• [TASK OBJECTIVE] Copy out nothing but the line containing "Find the knuckle" and the lines that follow it to the end of the entries, exactly as they stand.

[Region pointing data]
- - - - -

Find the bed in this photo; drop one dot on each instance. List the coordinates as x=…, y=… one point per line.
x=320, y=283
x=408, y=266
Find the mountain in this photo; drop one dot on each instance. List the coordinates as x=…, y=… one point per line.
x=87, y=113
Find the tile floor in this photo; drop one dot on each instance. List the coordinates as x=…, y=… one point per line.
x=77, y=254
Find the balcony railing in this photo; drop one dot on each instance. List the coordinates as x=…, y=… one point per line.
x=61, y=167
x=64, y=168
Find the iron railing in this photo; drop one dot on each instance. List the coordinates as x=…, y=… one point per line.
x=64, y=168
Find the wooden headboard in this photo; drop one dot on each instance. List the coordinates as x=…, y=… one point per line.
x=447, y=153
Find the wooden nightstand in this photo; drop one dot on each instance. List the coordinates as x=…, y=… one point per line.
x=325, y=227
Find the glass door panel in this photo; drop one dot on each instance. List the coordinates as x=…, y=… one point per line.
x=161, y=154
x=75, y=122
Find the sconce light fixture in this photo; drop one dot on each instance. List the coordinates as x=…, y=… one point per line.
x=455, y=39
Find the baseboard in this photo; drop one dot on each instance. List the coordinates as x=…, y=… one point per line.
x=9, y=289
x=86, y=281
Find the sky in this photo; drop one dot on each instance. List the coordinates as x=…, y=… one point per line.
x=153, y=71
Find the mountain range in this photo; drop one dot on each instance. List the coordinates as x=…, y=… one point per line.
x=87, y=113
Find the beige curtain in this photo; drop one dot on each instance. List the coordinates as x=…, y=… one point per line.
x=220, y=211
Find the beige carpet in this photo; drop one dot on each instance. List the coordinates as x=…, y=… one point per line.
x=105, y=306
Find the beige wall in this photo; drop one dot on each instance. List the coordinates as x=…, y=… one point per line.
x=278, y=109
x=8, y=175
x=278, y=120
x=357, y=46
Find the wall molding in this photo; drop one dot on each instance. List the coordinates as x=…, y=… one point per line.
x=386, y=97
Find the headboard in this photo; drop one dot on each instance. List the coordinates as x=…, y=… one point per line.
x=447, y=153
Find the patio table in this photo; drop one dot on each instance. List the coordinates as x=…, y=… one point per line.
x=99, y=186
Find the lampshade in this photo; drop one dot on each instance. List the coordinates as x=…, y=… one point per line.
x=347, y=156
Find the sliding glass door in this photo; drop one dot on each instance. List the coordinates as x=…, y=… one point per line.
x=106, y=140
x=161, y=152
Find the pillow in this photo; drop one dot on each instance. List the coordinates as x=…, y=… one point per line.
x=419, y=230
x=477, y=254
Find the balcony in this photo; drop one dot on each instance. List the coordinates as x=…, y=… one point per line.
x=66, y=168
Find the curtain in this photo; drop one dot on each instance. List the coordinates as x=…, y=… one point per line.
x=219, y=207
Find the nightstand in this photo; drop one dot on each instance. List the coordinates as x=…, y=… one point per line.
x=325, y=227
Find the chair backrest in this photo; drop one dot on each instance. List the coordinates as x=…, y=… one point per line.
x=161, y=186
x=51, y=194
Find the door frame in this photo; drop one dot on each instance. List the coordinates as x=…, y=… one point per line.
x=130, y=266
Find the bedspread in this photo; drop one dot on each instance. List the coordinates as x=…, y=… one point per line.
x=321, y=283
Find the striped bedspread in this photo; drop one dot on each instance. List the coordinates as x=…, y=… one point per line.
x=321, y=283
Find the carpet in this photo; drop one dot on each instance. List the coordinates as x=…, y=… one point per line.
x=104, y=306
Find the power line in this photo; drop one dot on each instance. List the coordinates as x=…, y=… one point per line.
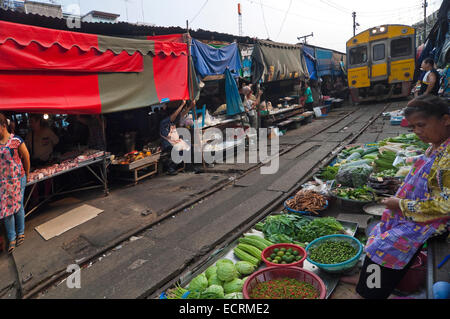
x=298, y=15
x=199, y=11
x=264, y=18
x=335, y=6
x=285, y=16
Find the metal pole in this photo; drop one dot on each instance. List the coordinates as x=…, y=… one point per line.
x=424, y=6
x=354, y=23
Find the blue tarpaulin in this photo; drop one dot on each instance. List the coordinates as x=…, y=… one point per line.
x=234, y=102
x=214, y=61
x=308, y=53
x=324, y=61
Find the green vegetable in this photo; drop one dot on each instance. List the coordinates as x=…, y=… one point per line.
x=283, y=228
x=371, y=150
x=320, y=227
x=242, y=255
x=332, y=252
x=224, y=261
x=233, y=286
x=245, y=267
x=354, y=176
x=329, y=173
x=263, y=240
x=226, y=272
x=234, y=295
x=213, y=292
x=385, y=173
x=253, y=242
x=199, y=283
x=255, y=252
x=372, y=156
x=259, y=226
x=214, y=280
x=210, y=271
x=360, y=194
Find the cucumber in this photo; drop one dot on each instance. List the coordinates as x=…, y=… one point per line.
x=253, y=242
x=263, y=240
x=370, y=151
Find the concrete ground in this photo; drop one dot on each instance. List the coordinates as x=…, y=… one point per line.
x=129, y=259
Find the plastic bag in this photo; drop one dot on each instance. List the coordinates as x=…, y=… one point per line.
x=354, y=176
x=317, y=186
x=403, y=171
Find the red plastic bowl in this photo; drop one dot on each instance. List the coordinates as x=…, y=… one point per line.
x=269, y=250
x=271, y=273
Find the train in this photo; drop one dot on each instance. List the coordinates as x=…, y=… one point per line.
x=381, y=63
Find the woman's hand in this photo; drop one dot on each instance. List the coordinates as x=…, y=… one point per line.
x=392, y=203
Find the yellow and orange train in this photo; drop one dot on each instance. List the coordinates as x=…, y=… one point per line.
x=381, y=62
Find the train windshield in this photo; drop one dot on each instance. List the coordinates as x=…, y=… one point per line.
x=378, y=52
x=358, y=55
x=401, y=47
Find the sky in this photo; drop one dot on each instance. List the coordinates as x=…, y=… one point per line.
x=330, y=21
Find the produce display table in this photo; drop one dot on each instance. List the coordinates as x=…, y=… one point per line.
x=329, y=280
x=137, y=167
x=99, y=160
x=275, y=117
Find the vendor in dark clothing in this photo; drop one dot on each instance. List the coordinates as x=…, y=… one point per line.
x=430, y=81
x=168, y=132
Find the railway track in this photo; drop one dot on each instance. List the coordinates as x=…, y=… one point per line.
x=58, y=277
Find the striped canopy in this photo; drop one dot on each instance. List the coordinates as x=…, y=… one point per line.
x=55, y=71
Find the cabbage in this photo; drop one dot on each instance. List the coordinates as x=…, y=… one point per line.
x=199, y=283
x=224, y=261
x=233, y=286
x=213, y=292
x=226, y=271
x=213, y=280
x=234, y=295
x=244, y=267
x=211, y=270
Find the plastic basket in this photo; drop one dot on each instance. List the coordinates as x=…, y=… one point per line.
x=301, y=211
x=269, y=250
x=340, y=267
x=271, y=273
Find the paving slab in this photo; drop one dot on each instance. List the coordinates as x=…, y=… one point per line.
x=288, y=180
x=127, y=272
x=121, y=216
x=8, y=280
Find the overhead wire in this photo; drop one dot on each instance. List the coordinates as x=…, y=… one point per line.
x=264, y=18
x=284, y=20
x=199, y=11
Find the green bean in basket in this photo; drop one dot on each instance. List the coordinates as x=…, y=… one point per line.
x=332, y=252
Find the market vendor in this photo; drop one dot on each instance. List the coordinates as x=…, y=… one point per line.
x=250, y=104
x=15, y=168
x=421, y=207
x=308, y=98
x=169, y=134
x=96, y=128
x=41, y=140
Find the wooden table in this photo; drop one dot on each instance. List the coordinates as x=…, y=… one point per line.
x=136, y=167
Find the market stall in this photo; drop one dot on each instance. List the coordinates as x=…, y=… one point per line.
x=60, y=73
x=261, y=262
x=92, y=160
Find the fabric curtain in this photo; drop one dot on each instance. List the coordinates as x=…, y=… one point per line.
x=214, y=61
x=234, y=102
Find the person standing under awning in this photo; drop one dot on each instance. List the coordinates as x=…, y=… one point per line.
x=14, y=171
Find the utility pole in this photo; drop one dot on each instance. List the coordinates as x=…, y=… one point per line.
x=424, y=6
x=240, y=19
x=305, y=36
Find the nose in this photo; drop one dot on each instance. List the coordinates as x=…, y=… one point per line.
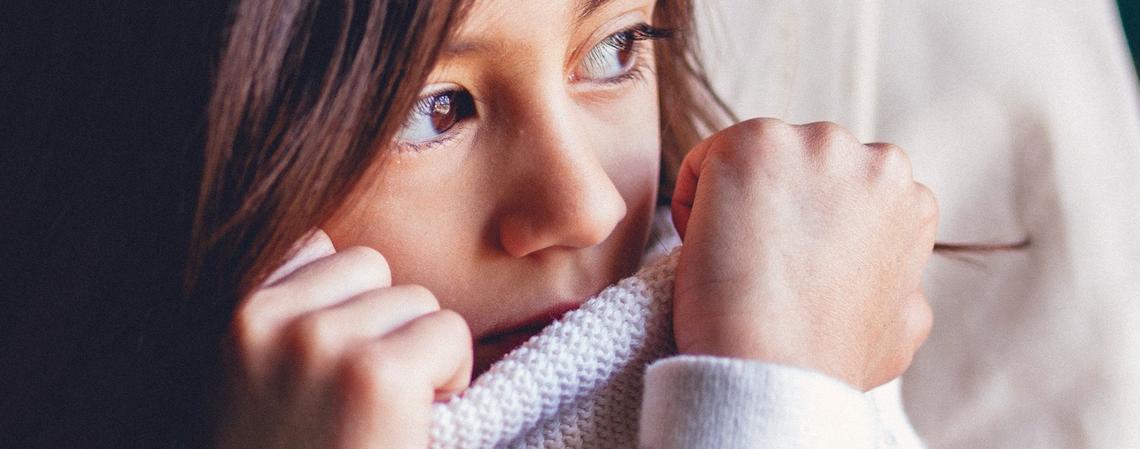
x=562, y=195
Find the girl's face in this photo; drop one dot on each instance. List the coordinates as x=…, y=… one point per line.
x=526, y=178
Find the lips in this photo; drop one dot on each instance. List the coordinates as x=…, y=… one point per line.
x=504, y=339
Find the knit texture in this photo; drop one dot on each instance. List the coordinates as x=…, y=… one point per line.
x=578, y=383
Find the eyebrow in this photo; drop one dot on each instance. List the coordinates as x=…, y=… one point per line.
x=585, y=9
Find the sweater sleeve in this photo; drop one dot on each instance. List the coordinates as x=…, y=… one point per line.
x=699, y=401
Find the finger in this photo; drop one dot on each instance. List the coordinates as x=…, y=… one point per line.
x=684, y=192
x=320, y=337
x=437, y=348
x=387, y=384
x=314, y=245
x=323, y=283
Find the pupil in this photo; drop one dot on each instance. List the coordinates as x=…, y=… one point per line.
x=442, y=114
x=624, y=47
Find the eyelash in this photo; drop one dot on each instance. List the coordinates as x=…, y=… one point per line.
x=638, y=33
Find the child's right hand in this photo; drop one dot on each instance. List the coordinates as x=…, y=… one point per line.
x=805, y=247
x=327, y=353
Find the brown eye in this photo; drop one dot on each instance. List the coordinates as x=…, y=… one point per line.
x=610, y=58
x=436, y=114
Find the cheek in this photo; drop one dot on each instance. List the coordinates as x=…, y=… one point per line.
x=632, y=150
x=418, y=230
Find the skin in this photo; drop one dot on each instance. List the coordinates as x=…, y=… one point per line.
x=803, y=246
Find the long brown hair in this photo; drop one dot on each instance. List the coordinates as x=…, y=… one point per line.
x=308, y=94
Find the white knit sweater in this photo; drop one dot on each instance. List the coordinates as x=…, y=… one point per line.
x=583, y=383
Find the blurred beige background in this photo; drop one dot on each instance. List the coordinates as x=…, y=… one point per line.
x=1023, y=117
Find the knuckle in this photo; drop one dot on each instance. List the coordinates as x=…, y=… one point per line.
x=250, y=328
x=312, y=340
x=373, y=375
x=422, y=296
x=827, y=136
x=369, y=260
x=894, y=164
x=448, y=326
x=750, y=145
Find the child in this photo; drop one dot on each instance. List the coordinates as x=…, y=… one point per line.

- - - - -

• [REPLY]
Find the knuckle in this photo; drop one dot on each instance. List the coordinates as x=…, y=… one point per line.
x=250, y=328
x=312, y=340
x=373, y=375
x=422, y=296
x=827, y=136
x=369, y=260
x=894, y=164
x=448, y=326
x=750, y=145
Find the child in this photo; drop one dot on each instance. List the coordinates as x=…, y=… one point per line.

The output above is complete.